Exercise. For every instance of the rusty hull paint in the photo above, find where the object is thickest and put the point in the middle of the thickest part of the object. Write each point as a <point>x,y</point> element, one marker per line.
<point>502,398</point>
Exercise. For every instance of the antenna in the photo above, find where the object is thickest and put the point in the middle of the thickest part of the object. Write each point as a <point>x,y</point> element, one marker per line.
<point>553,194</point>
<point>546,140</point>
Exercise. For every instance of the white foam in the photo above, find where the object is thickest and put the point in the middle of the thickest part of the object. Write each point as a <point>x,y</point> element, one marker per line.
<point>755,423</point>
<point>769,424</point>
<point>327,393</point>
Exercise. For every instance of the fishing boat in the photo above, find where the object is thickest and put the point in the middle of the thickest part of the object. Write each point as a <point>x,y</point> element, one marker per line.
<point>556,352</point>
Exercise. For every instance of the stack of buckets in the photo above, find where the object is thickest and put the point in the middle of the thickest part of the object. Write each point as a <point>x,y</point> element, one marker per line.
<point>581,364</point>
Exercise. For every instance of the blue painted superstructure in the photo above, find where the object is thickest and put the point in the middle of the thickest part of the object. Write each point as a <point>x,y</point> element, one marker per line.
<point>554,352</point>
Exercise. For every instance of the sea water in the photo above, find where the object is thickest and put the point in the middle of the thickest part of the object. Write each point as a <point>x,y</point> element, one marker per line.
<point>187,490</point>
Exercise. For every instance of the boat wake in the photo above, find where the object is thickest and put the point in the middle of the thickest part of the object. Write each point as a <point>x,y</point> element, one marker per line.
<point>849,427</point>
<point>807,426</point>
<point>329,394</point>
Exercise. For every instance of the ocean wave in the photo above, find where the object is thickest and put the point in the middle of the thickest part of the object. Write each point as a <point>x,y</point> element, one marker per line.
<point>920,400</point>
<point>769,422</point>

## Instructions for the task
An exact restatement of the data above is required.

## Solution for this exercise
Exercise. For every instance of the rusty hull paint in the photo above, find where the object is thickest and put the point in the middle of the thickest part of the object. Write each point as a <point>x,y</point> element, one marker per line.
<point>502,398</point>
Exercise. For every instance of the antenna in the photo above, find where the object is thickest and put the point in the middle of the thickest part of the object. Write each point as a <point>x,y</point> element, one marker per line.
<point>553,194</point>
<point>546,140</point>
Exercise. For every instance of the white foam in the photo above, find where the object is thickest and put the point in the middle of the thickest part of the object. Write each point as a <point>x,y</point> element, one marker per line.
<point>755,423</point>
<point>769,424</point>
<point>327,393</point>
Exercise. For every instance of the fishing boat in the photo above, find where the object is thickest and put the point in the middle of the thickest part of the object. Write each point as a <point>x,y</point> element, one marker per line.
<point>556,352</point>
Exercise. For every instance of the stack of buckets in the photo above, find where the object is thickest and put the point in the middle of the thickest part of the object. Write each point as a <point>x,y</point> element, one marker per line.
<point>581,364</point>
Exercise. For every instance of the blue painted superstructure in the photo above, find where the object is thickest and put the point in the middle of the thickest part of the object. Write each point as a <point>x,y</point> element, one marker per line.
<point>554,352</point>
Exercise. For every instance of the sea water in the photo above, find where the object is thickest and put the point in the middle of the thickest part of the object. Write each point as a <point>x,y</point> element, one marker per line.
<point>187,490</point>
Exercise. For every instance of the boat wake in the photo above, find where the object is thickest and put the point in the middle of the thickest part of the object. Write each point as a <point>x,y</point> element, one marker per line.
<point>849,427</point>
<point>807,426</point>
<point>329,394</point>
Exercise. For every instance of the ocean wave in the photo above, find where the object is thickest and put the point in the middle of the thickest part of the object. Write each point as a <point>x,y</point> element, one marker per line.
<point>920,400</point>
<point>769,422</point>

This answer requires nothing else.